■ WHAT IS ASKED:
From the album review below, list every feeling that the reviewer says is packed into Saba's couplet about driving past houses his family lost.

─── PAGE EXCERPT

Saba - Few Good Things Music Album Reviews

Saba - Few Good Things Music Album Reviews
On his latest carefree and careworn album, the Chicago rapper turns softer and more melodic, exploring his provisional success and the unanswered questions it keeps raising.

Early on in Few Good Things, a flicker of disquiet plays across Saba’s face as he drives through his new neighborhood: “I still get nostalgic driving past houses my family lost/They wished upon a star, I caught it like I’m Randy Moss.” There’s a lot packed into that couplet—bittersweet acknowledgment, lingering fear, uneasy pride. A moment later, the music surges into the foreground again, and Saba’s moment of doubt is washed away, a passing shadow on a perfect night.

Like Lupe Fiasco, one of his heroes, Saba’s muse is ambivalence. He’s attuned to the moments where a smile freezes, where two thoughts collide painfully and ripple across life’s surface. “Jesus got killed for his sins/Walter got killed for a coat,” he rapped on 2018’s CARE FOR ME, an album-length eulogy for his dead cousin. You could feel his roving mind searching for meaning the way a tongue probes a sore spot inside your mouth. On Few Good Things, Saba remains haunted, not by grief, but by his own provisional success and the unanswered questions it keeps raising.

Across the album, Saba endeavors to enjoy his spoils—new houses, nice clothes, days spent doing nothing but “playing Madden”—while trying not to glance back where he came from. Every new trapping, his lyrics suggest, might just be a trap: “New crib by the seaside/On a one-way street though” (“One Way or Every Nigga With a Budget”). Over the near-bossa-nova lilt of “Simpler Time,” a beautiful song featuring the Atlanta singer-songwriter Mereba, he raps, “White picket fence and a wreath on the door/We from the basement concrete on the floor.” Like anyone traumatized by scarcity, Saba can’t quite stop retracing his fraught path to abundance, scanning for land mines.

──────
─── LISTED RECORDS

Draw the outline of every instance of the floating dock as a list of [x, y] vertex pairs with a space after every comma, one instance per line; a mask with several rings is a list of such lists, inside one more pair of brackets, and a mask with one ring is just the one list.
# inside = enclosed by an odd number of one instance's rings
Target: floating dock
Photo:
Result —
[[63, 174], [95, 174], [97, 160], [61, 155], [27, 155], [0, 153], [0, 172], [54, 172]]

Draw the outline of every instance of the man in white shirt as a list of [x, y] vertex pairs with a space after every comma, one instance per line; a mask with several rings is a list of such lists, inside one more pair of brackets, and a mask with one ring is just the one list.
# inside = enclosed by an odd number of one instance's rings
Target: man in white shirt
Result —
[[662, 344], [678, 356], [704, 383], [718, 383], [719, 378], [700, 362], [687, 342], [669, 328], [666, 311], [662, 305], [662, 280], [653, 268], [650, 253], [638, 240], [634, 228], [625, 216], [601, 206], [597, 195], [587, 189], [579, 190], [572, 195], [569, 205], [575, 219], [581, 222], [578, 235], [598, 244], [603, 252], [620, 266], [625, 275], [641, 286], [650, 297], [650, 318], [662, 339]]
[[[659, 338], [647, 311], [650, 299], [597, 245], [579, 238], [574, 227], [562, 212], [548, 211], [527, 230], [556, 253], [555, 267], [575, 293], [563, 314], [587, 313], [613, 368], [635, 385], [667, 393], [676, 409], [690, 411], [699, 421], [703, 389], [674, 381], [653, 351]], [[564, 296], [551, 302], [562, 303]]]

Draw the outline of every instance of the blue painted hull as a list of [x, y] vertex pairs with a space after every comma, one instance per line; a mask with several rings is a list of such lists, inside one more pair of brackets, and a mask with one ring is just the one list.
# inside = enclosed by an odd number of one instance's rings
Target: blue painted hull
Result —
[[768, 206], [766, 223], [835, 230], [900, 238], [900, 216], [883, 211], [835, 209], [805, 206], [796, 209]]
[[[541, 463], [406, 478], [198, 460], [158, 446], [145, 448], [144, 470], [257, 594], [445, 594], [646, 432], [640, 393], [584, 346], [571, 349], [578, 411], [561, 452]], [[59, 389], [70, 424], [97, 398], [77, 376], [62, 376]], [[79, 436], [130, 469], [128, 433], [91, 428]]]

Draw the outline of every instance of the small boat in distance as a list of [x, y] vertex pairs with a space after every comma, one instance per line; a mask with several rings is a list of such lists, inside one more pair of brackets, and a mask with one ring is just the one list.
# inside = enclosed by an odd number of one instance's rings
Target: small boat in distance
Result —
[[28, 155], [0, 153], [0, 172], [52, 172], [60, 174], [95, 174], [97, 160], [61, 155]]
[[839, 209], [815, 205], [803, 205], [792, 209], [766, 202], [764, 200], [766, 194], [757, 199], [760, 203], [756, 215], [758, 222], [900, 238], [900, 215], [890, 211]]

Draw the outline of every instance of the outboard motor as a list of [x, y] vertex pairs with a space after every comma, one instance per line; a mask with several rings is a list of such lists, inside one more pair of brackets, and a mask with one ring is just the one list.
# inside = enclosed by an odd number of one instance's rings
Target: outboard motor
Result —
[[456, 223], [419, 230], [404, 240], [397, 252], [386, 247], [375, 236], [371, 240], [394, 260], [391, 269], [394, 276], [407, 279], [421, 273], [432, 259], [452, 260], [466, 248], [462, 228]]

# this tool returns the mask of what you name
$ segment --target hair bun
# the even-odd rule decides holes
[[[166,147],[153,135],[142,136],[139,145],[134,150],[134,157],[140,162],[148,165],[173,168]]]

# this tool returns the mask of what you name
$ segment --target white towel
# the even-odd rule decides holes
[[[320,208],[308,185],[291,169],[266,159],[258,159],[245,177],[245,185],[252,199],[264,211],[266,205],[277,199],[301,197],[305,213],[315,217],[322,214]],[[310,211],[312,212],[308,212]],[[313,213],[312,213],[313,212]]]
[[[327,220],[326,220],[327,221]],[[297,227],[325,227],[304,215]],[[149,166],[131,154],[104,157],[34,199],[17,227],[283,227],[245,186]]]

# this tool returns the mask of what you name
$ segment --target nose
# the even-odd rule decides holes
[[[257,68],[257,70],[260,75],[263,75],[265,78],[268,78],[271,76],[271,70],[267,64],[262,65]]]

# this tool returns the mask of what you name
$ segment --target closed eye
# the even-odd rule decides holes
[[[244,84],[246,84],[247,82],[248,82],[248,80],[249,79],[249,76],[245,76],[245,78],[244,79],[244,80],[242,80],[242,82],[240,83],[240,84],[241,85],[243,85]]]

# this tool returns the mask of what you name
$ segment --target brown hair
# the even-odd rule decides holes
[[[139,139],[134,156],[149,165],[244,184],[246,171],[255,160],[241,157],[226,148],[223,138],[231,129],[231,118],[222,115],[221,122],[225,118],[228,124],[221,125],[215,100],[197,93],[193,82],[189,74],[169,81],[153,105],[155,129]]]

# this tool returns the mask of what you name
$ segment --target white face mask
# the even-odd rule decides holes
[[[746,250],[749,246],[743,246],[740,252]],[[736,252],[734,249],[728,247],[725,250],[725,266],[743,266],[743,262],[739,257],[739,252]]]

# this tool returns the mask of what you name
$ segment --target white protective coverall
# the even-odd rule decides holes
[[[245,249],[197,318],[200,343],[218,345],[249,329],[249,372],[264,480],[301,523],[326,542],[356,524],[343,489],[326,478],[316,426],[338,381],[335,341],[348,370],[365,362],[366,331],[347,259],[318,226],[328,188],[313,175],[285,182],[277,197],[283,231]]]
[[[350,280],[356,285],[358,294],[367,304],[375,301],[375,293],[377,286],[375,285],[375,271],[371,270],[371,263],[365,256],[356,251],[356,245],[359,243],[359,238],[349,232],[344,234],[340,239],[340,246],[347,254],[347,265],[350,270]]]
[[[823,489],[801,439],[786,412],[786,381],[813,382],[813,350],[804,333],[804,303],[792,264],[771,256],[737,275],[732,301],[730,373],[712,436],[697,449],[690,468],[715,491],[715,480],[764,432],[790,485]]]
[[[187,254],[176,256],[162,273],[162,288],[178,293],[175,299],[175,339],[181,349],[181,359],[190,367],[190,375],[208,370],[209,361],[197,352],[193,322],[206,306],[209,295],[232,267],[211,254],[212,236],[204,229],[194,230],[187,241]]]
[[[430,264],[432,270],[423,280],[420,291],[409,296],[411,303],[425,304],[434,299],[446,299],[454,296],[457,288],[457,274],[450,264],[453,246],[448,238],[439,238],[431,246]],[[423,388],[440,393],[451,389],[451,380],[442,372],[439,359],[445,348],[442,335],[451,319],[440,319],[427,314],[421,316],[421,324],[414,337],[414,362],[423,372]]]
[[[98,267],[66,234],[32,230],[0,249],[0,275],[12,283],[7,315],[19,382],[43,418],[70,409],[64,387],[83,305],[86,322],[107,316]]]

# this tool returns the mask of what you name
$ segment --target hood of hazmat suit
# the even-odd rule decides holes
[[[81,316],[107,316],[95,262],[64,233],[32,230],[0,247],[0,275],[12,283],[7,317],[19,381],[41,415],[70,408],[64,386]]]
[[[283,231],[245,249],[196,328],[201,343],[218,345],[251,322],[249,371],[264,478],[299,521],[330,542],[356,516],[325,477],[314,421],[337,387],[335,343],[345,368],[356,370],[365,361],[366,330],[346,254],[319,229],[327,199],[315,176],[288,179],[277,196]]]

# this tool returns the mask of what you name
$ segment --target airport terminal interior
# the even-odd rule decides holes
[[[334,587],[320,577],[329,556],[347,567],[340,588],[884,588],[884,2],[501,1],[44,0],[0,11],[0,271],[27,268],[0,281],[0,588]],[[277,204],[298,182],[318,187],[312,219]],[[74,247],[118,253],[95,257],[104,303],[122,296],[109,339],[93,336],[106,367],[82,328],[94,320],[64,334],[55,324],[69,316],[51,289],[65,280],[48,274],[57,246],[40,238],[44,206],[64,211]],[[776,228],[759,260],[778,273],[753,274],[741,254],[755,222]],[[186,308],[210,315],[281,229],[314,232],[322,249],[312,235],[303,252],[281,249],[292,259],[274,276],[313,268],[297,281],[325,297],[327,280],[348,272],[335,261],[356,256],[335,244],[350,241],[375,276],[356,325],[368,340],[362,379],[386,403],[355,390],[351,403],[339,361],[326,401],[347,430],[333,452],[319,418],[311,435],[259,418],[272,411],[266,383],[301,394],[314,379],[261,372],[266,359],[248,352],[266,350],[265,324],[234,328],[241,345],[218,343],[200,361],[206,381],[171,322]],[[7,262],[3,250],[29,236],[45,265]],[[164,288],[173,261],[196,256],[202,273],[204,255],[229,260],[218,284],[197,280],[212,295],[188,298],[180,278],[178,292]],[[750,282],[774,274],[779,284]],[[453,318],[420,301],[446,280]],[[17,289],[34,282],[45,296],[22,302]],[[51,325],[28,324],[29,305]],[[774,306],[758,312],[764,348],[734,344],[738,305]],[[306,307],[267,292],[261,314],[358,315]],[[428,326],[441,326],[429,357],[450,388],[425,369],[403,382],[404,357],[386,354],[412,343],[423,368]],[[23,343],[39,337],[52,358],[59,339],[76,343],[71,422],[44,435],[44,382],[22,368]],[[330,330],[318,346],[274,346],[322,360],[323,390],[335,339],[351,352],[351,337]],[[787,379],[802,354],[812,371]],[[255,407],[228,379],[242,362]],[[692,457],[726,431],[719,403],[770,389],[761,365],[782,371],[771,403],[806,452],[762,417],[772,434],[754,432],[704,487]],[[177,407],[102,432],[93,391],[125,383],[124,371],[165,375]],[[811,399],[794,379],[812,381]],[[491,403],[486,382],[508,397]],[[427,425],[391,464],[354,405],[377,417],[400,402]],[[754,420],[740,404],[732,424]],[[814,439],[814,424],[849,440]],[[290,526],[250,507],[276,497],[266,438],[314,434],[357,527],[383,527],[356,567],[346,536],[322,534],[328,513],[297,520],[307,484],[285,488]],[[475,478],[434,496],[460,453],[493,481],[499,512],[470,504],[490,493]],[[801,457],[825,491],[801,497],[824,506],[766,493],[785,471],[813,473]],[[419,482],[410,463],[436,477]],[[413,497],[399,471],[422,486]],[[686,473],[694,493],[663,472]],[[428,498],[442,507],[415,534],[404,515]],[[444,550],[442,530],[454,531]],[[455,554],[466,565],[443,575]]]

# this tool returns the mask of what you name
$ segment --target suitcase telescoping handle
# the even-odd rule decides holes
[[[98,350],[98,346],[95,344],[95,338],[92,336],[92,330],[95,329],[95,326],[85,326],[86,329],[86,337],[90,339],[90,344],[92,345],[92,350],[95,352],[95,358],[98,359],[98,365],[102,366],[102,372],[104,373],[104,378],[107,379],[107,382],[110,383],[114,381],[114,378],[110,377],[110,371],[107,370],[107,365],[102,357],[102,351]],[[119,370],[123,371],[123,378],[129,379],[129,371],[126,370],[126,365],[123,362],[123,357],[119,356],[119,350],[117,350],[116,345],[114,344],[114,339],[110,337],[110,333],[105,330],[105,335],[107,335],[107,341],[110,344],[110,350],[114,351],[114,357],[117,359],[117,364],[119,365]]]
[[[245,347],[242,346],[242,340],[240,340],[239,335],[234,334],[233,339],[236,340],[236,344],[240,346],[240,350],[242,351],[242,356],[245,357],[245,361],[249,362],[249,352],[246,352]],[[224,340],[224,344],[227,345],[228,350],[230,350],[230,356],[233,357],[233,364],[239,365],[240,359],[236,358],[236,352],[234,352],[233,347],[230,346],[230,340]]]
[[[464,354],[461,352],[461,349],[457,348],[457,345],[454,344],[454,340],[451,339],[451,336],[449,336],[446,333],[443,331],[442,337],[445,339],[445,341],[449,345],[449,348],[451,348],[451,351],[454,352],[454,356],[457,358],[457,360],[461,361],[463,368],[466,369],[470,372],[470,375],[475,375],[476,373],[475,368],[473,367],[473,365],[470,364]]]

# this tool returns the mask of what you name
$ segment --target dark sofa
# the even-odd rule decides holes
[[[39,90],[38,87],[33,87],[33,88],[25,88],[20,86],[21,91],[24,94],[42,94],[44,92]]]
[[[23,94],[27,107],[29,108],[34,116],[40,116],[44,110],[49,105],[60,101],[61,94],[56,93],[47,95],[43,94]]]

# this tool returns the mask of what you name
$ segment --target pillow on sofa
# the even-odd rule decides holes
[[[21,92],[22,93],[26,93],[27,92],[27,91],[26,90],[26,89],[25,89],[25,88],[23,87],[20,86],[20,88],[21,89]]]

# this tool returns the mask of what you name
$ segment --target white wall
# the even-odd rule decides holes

──────

■ REPLY TO THE EXERCISE:
Bittersweet acknowledgment, lingering fear, uneasy pride